• **Texte source**:
LA LOI LAÏQUE, LA CONSCIENCE ET LA RELIGION

(Suite de la Note du 30 juin sur « Les Nouveaux Impensés »)

Introduction : Ces dernières années, il y a existé tout un débat (qui n’est pas fini) sur les exigences de la loi face à la religion. La loi doit toujours s’imposer, même quand elle contredit les normes religieuses, a-t-on dit de façon péremptoire. C’est cela la laïcité. Oui et non.

- Oui, car  la laïcité, c’est effectivement que les normes religieuses ne s’imposent pas à la société tout entière, ou fassent partie, si peu que ce soit,  des obligations légales de chaque individu. Cela signifie que les lois civiles et les normes religieuses sont différentes, dissociées, séparées, comme l’est la citoyenneté et l’appartenance religieuse.

• **Travail demandé**: Citez le passage du texte source compris entre « - Oui, car  la » et « et l’appartenance religieuse. », ces deux bornes incluses. Les entrées ci-après proviennent d'une autre source que le texte source.

• **Entrées de données**:
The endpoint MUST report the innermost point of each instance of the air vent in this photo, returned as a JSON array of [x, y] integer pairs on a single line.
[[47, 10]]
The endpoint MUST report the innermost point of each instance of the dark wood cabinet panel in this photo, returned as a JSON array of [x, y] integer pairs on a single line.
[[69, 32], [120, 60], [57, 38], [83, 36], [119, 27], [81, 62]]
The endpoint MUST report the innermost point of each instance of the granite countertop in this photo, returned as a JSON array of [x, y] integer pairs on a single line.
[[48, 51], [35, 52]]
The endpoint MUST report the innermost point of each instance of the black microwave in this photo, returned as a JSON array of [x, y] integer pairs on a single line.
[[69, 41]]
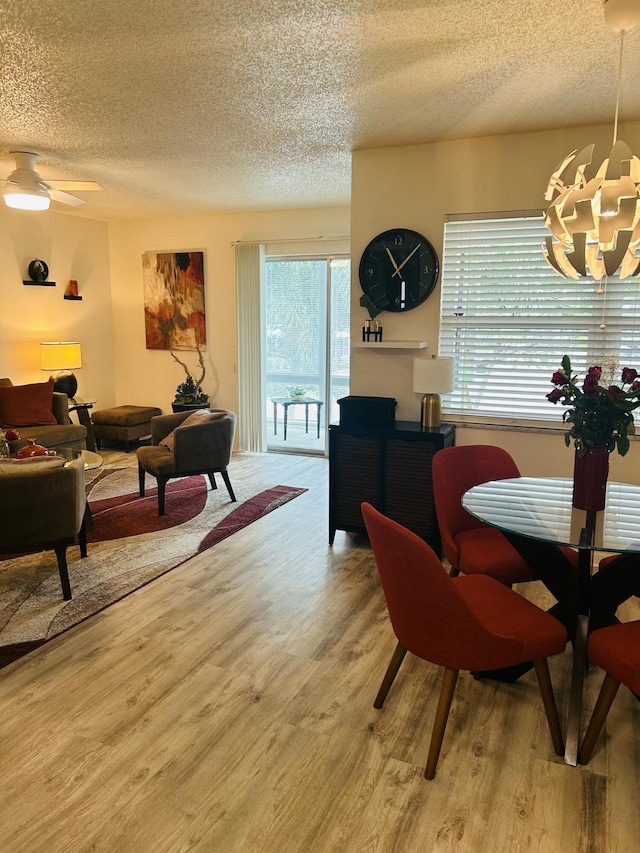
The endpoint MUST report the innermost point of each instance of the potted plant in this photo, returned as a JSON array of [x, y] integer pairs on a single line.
[[297, 392], [189, 394], [600, 420], [374, 309]]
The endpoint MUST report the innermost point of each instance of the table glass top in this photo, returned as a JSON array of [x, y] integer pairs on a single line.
[[540, 508]]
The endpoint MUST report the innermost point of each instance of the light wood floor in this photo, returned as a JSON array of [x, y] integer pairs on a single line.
[[228, 707]]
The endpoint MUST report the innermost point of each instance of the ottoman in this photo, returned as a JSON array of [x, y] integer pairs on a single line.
[[123, 423]]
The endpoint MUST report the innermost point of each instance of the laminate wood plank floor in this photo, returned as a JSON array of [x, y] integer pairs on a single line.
[[228, 706]]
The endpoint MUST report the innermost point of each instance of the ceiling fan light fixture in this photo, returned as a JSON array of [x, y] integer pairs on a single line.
[[24, 198]]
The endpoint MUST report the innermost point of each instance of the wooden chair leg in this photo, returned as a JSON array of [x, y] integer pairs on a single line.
[[549, 701], [449, 678], [162, 485], [61, 554], [82, 536], [605, 699], [227, 483], [390, 674]]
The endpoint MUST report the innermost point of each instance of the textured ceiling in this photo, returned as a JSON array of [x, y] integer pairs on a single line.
[[202, 106]]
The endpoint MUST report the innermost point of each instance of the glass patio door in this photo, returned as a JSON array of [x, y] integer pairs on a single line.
[[307, 349]]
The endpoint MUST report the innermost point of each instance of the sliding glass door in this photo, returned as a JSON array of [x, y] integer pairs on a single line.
[[307, 349]]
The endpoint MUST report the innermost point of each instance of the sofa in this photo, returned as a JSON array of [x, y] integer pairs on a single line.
[[37, 411]]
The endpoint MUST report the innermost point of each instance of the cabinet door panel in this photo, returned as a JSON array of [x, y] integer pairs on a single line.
[[358, 465], [408, 497]]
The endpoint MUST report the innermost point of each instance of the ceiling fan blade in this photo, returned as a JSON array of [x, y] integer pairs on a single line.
[[74, 186], [65, 198]]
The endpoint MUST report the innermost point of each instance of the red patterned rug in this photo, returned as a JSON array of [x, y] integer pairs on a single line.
[[129, 546]]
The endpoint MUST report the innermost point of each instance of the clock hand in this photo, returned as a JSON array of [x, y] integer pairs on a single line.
[[393, 261], [406, 259]]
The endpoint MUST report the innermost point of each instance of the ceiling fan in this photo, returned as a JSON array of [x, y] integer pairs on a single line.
[[25, 189]]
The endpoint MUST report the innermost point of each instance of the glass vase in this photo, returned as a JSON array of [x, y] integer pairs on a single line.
[[590, 474]]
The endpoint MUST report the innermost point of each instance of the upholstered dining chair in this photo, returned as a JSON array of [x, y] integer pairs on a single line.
[[468, 622], [470, 545], [43, 507], [188, 443], [617, 650]]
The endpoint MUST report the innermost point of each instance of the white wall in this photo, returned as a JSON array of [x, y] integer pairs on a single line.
[[150, 377], [73, 249], [415, 187]]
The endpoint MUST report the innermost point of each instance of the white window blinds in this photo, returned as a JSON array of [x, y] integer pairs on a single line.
[[507, 319]]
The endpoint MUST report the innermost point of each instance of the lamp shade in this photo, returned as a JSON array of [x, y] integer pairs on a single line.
[[433, 375], [60, 355]]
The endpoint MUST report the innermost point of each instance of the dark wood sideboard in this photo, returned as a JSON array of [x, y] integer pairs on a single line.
[[389, 468]]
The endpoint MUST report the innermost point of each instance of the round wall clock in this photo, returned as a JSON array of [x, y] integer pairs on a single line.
[[399, 269]]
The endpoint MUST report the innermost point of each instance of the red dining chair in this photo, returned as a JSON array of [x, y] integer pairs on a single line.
[[470, 545], [617, 650], [469, 622]]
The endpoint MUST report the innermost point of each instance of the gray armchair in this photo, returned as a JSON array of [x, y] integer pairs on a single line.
[[201, 446], [43, 507]]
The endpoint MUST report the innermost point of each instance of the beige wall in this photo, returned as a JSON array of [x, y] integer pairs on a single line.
[[150, 376], [415, 187], [73, 249]]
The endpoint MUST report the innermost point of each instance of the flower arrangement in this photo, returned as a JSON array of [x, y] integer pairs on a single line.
[[189, 392], [296, 391], [598, 416]]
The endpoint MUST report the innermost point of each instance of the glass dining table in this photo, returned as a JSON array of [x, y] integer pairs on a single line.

• **Réponse**:
- Oui, car  la laïcité, c’est effectivement que les normes religieuses ne s’imposent pas à la société tout entière, ou fassent partie, si peu que ce soit,  des obligations légales de chaque individu. Cela signifie que les lois civiles et les normes religieuses sont différentes, dissociées, séparées, comme l’est la citoyenneté et l’appartenance religieuse.